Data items
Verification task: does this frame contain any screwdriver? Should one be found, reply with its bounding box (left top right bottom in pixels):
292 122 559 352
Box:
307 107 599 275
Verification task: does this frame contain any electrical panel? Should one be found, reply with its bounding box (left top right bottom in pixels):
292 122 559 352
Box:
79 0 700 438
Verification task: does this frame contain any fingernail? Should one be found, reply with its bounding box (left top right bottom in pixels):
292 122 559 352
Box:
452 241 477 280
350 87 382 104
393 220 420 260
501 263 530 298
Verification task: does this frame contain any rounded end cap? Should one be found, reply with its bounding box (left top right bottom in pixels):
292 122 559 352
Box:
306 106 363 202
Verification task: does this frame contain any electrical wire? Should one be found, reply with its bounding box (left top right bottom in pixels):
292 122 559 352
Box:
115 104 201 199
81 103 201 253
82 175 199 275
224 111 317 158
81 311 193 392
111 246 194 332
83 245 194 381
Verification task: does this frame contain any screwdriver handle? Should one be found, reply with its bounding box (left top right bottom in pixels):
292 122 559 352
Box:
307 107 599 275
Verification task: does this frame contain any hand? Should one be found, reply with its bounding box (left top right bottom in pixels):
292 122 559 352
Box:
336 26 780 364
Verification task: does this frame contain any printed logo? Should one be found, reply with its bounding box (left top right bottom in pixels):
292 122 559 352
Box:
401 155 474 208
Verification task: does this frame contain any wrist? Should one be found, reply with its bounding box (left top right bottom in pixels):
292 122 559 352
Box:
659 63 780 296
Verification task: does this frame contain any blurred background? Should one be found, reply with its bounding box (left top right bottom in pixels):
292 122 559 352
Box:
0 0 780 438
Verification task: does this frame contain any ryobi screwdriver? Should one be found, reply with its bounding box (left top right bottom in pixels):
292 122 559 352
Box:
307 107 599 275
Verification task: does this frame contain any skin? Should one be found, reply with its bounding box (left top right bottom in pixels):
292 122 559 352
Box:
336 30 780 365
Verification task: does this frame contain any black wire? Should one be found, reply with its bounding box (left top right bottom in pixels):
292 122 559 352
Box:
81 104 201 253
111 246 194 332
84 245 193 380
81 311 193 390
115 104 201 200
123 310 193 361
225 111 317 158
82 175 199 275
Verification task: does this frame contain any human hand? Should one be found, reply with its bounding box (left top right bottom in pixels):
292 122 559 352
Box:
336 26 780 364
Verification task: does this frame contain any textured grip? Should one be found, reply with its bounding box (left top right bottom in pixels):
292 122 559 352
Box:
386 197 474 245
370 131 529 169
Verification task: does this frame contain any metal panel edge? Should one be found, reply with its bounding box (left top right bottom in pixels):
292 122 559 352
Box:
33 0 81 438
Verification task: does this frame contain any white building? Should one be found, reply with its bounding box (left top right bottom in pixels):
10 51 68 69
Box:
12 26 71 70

▶ [TASK STATEMENT] Repeat all of the material above, word for word.

▶ [RESPONSE FOR THIS EXERCISE]
Verification task: does this frame contain any screwdriver? Should one be found, reply with its bounding box (left top right bottom in pixels):
292 122 559 352
Box:
307 107 599 275
Verification task: does this frame contain any electrical panel? Should one be found, reply with its bounding box (left top right bottom in pixels):
292 122 559 352
Box:
79 0 700 438
Verification task: does this frame contain any fingernail? Should one be found, reply with its bounding box (left top right bottom in pixels):
292 122 559 352
Box:
452 241 477 280
350 87 382 104
393 220 420 260
501 263 530 298
Verification task: does this frame contain any rounded end cap? Should one be found, reply with its bounding box (left top right bottom in pixels):
292 122 559 352
Box:
306 106 363 202
Verification task: does this frame contain any electrical wire? Should one be found, reply with its bounding box (left top right bottom in pixels):
292 122 559 352
Box:
115 104 201 199
81 103 201 253
82 175 199 275
224 111 317 158
81 311 193 392
111 246 194 332
83 245 194 381
Verification task: does this frame contain any screwdriver handle? Should one be found, reply with its bounding box (left top right bottom in pixels):
292 122 559 352
Box:
307 107 599 275
Verification task: does this frame contain any hand? Should one be found, reply with its bounding box (left top right bottom in pixels):
292 122 559 352
Box:
336 26 780 364
Verification task: does this frame contain any printed logo? Should one be found, reply with its bounding box (left top right bottom in pixels):
292 122 559 352
Box:
401 155 474 208
Verification task: does this frame contain any wrist? Should one be found, reply with its bounding box (left top right bottom in pixels):
292 122 559 352
Box:
659 63 780 296
Verification task: does this frame contain any blurred background? Should one be found, reply with its bounding box (left top right bottom in pixels):
292 122 559 352
Box:
0 0 780 438
Verification task: does this frame contain any ryobi screwdriver? Should one be found, reply with its bounding box (left top right bottom in pixels):
292 122 559 352
Box:
307 107 599 275
Verification task: does this frame contain any skin? Should one be found, reply with its bounding box (left top right bottom in pixels):
292 122 559 352
Box:
336 30 780 365
Verification task: does this frame contain any black wire? Should one be found, reply with its bounding box (left top right bottom in pixels):
292 122 559 352
Box:
81 104 201 253
111 246 194 332
84 245 193 380
81 311 193 390
115 104 201 200
123 310 193 361
225 111 317 158
82 175 199 275
Verification task: does this frame contain any human hand? Should one be found, reply with its bounding box (left top right bottom in pixels):
292 122 559 352
Box:
336 26 780 364
Verification task: does this frame contain any textured grip? Should one be found, reply with its bounding box (left top right bottom in pixels):
292 122 559 352
Box:
386 197 474 245
370 131 529 169
Verification task: does this frame contain any metal panel edge? Should one be found, reply with its bounding box (left top right bottom in pixels):
292 122 559 352
Box:
33 0 81 438
Verification task: does this frame contain any white building? Should one be found, reply with its bounding box (left top right bottom in pixels):
10 51 68 69
Box:
12 26 71 70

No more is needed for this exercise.